Retype, word for word, each line between the lines holding "Category: tile floor" and "Category: blue rolled towel", inclusive, and leave the rest of the data alone.

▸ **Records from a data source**

Content starts

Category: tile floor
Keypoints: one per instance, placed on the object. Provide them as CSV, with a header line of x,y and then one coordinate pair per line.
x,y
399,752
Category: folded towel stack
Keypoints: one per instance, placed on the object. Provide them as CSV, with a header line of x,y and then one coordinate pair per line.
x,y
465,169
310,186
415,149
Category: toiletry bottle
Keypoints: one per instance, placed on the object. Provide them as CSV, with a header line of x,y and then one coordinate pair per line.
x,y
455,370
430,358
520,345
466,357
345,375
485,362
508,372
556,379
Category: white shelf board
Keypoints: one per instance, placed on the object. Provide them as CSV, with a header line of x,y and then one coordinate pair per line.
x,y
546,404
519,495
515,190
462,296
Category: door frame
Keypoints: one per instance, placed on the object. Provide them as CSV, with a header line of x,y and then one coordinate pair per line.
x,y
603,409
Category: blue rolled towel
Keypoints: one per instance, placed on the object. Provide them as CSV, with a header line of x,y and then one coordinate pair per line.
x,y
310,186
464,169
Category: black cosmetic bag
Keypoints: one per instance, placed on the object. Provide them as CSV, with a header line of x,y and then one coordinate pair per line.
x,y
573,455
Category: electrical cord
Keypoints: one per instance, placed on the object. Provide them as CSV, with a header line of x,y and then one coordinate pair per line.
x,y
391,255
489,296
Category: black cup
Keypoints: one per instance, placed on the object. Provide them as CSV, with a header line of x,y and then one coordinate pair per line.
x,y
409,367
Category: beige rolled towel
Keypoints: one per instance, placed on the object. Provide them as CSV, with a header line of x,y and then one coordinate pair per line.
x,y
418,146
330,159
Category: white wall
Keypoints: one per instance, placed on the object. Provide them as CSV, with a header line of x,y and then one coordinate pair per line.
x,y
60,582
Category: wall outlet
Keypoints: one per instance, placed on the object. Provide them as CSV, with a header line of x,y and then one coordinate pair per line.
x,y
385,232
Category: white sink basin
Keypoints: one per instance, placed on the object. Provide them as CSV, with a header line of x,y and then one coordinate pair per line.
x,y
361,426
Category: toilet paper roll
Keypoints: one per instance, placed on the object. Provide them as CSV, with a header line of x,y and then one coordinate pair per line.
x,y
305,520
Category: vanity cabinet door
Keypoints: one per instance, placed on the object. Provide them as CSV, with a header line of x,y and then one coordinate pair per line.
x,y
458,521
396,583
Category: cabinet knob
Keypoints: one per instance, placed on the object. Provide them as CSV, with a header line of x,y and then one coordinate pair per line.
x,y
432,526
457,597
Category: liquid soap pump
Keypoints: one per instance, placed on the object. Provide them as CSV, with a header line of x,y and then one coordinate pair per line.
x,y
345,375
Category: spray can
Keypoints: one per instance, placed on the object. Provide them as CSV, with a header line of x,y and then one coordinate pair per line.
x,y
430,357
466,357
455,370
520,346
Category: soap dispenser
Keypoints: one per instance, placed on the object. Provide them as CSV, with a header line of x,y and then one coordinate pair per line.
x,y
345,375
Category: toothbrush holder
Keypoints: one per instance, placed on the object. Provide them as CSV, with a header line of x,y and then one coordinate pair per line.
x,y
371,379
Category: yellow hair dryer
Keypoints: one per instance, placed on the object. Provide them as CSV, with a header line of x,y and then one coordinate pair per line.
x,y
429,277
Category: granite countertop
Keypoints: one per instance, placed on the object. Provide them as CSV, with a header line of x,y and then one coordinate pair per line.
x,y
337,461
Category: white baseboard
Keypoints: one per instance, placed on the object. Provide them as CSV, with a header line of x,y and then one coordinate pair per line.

Content ends
Content starts

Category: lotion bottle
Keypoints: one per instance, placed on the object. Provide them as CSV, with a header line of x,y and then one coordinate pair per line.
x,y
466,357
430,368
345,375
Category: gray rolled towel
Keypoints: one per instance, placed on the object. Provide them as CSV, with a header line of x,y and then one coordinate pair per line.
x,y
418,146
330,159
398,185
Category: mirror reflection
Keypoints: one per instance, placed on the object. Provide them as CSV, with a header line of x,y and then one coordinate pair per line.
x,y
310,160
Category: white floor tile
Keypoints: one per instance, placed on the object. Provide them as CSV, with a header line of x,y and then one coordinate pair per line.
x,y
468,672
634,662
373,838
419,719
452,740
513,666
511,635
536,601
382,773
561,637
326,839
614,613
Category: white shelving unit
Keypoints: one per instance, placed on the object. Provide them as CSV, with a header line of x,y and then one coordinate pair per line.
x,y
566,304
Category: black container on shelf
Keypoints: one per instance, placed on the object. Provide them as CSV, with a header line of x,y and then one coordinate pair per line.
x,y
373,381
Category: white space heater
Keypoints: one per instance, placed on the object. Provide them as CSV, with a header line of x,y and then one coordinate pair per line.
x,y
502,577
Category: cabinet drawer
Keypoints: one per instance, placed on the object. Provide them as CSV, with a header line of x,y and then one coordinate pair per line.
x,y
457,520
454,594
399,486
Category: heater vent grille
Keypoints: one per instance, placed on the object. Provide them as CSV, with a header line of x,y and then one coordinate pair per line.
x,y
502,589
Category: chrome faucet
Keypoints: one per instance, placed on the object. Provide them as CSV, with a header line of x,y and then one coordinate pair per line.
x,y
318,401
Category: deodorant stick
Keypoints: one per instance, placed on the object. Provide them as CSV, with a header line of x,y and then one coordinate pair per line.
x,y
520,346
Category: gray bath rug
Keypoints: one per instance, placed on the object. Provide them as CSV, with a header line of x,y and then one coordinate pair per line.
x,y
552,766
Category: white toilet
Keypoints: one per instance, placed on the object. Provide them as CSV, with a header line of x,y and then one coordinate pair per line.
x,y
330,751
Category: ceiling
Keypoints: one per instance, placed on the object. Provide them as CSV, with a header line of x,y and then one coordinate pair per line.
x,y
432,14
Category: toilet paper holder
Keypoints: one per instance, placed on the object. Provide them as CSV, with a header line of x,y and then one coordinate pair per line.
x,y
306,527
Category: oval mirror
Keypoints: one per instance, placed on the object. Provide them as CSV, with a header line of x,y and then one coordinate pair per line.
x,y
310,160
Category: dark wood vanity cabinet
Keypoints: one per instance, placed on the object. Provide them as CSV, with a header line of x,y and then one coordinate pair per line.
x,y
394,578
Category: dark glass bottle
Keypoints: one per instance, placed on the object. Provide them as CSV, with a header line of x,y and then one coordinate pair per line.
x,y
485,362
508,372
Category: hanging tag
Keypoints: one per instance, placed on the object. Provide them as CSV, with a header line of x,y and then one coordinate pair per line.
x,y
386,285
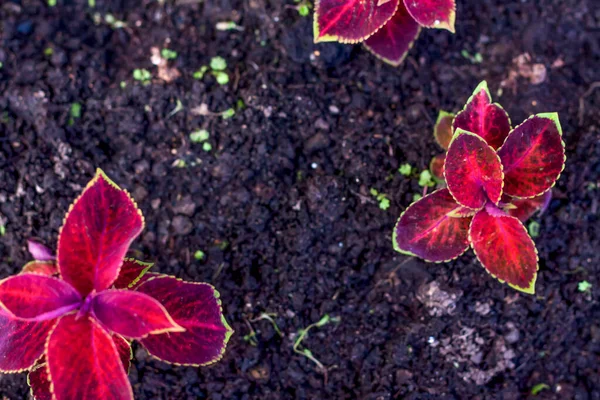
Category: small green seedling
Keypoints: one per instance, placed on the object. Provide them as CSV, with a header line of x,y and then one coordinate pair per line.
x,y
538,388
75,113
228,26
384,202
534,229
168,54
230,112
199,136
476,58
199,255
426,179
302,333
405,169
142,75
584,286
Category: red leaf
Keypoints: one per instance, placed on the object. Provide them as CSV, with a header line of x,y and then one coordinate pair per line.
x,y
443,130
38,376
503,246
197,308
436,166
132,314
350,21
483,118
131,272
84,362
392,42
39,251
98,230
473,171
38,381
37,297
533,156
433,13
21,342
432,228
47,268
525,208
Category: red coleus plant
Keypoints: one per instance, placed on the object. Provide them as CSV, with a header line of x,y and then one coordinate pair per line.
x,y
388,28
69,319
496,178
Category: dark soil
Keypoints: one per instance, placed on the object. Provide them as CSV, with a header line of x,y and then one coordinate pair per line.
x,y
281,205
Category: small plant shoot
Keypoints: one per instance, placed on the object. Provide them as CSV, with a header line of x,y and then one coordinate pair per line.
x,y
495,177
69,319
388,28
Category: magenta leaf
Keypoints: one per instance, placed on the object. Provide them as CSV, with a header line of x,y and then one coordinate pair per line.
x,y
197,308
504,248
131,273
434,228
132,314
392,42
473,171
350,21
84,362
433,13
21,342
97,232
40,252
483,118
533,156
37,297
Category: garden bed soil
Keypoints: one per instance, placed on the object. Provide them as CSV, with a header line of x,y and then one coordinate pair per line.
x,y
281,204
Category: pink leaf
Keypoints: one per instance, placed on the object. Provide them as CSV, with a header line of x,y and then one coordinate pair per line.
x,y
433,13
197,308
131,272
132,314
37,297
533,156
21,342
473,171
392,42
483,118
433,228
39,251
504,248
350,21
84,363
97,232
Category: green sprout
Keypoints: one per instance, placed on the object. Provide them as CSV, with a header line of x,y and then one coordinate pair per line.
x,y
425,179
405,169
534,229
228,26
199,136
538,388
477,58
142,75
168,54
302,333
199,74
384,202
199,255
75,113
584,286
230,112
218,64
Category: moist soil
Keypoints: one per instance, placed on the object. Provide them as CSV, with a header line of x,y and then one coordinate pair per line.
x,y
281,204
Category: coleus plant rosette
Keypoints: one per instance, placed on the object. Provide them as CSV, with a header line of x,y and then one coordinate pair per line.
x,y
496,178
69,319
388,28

Content ends
Content starts

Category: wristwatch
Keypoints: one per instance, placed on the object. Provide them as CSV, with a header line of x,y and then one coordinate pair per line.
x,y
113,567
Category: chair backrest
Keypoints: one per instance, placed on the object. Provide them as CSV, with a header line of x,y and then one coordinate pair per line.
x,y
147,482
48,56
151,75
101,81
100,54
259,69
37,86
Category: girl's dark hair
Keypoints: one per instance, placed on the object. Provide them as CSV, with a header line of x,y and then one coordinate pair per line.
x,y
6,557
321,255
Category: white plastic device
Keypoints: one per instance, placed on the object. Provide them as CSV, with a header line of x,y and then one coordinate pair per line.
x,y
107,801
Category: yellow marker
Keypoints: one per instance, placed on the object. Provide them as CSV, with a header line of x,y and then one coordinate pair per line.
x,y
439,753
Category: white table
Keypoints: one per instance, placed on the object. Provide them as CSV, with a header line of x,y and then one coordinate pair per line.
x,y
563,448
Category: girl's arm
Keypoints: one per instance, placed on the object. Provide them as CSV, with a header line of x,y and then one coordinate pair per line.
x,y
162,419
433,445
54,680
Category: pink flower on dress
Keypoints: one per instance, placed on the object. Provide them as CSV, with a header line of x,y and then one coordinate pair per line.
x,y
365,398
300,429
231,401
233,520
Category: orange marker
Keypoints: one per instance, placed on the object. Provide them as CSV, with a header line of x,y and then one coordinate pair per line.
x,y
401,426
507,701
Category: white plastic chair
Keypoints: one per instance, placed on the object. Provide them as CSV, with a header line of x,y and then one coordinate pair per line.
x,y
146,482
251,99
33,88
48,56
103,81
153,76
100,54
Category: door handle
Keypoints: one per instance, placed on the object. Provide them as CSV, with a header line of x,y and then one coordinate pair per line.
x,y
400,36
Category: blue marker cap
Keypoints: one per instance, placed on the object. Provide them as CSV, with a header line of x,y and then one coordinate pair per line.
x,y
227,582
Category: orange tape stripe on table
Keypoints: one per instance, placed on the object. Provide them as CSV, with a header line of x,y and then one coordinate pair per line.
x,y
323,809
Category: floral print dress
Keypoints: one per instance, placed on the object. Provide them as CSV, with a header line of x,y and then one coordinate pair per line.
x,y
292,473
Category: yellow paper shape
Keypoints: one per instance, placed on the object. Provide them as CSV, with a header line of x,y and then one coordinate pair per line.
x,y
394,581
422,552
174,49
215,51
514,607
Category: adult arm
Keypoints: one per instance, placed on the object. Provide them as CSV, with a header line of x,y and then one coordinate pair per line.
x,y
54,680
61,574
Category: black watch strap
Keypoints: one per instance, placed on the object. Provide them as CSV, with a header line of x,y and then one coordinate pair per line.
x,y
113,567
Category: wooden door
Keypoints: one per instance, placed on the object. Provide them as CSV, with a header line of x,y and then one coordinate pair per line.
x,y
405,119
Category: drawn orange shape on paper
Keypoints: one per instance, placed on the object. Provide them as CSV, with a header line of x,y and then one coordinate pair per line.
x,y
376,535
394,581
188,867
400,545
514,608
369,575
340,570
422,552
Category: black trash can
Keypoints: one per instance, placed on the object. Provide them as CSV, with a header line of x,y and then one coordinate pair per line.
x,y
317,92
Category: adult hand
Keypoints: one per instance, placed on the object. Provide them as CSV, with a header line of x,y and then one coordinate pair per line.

Content ends

▸ **Solved exercise**
Category: tile floor
Keypoints: one per instance, placed on the object. Provide them as CSV, with a header line of x,y and then one coordinate pair per line.
x,y
399,752
Category: folded towel stack
Keypoints: one per instance, placed on the object. Provide them as CSV, with a header line of x,y and then one coordinate pair per line.
x,y
465,169
310,186
415,149
Category: toiletry bottle
Keypoints: one per instance, placed on the object. Provide them as CSV, with a header line of x,y and then one coordinate pair per line.
x,y
455,370
430,358
520,345
466,357
345,375
485,362
508,372
556,379
Category: white shelf board
Keypoints: one per instance, placed on the object. Provide them as CSV, with a header line of x,y and then one coordinate pair per line.
x,y
546,404
519,495
515,190
462,296
Category: door frame
Keypoints: one per instance, placed on the object. Provide them as CSV, with a header line of x,y and then one coordinate pair per line.
x,y
603,409
Category: blue rolled towel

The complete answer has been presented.